--- begin Record set ---
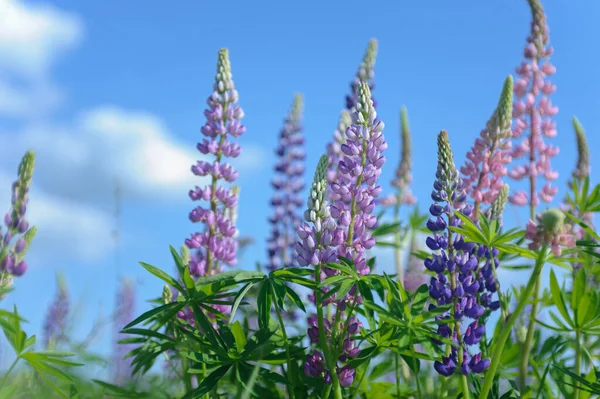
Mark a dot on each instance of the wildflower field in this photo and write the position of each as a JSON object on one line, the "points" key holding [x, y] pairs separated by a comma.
{"points": [[319, 315]]}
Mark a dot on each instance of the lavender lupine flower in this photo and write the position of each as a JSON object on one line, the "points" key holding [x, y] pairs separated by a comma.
{"points": [[17, 227], [550, 230], [55, 322], [365, 73], [125, 313], [533, 111], [486, 161], [288, 184], [455, 262], [216, 245], [356, 189], [403, 178]]}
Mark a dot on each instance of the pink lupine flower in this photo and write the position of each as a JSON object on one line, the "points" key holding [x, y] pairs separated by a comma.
{"points": [[550, 230], [533, 111]]}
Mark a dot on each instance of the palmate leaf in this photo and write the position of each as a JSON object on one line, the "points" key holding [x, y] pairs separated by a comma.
{"points": [[208, 383], [119, 392]]}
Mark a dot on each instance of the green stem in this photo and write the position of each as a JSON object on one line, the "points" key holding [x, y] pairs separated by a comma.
{"points": [[465, 386], [187, 382], [12, 366], [526, 351], [506, 329], [337, 390], [287, 349], [398, 391], [419, 392], [577, 361]]}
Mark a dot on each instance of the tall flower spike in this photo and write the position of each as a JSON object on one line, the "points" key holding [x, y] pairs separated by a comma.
{"points": [[403, 177], [366, 73], [533, 111], [355, 191], [17, 232], [582, 169], [55, 323], [216, 245], [496, 210], [288, 185], [486, 161], [125, 308], [458, 281]]}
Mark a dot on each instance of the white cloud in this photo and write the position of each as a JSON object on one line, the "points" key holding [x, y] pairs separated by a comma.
{"points": [[32, 36], [66, 228], [81, 161]]}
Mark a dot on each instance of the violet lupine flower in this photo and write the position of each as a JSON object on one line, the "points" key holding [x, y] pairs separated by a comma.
{"points": [[403, 178], [356, 189], [318, 238], [288, 184], [458, 280], [486, 161], [533, 111], [17, 227], [125, 313], [365, 73], [216, 245], [55, 323], [414, 275], [550, 230]]}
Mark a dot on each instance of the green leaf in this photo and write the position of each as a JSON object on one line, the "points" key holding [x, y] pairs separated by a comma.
{"points": [[295, 298], [559, 299], [239, 335], [163, 276], [208, 383], [264, 301], [238, 299]]}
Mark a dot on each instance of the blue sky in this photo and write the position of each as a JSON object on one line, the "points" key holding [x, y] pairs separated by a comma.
{"points": [[105, 90]]}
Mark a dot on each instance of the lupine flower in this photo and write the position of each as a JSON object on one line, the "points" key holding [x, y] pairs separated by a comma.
{"points": [[458, 281], [125, 313], [216, 245], [17, 231], [414, 276], [288, 184], [550, 230], [403, 177], [486, 161], [496, 210], [582, 169], [365, 73], [55, 322], [356, 189], [533, 111]]}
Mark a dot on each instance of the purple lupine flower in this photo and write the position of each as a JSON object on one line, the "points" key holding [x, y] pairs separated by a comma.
{"points": [[365, 73], [216, 245], [414, 275], [124, 314], [288, 184], [356, 189], [344, 225], [55, 322], [533, 111], [486, 161], [458, 280], [17, 232]]}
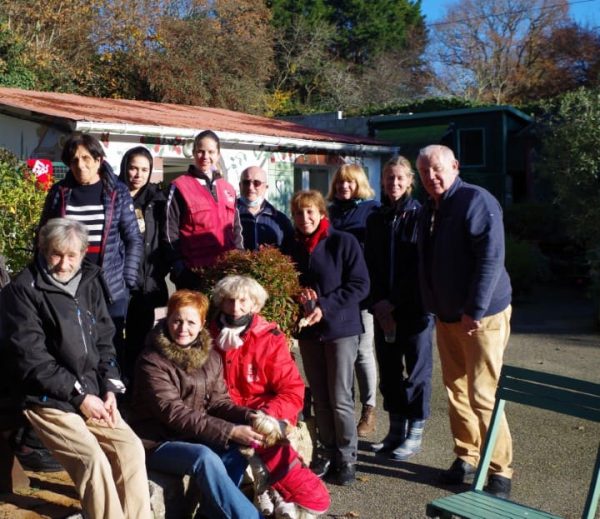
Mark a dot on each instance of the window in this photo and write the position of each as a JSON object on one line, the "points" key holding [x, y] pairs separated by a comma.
{"points": [[471, 147], [312, 178]]}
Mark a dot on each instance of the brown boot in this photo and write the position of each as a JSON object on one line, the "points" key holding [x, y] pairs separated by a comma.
{"points": [[367, 422]]}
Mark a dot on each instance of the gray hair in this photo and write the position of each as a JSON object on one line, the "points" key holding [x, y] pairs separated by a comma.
{"points": [[235, 286], [59, 233], [443, 151]]}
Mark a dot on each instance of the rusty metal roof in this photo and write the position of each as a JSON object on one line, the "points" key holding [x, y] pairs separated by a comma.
{"points": [[123, 111]]}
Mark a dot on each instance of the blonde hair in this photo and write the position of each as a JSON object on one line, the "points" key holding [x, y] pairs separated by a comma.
{"points": [[235, 286], [402, 162], [308, 197], [348, 173]]}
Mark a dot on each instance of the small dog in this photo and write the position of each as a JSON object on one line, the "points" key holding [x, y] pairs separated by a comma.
--- end Record set ---
• **Short problem**: Rewrite the lines from the one containing "Mark a dot on each instance of the rusty" through the last line, swapping "photo" for "image" and leaving everything else unchanged.

• **Finished answer**:
Mark a dot on each instance of the rusty metal roof in this image and write the position of each as a JSON object on one line, the "points" key holding [x, y] pairs separated by a comma.
{"points": [[123, 111]]}
Mark a dot on each instance of the blonde hair in this image and write the position of each as a JSON object on one line, the "points" key holding [x, y] pairs separated by a comma.
{"points": [[235, 286], [402, 162], [308, 197], [348, 173]]}
Mark a dot on each instance of the small dog in this image and write the position of each as a JSON object on one line, the "points" key holding [x, y] pairs separated by a comma.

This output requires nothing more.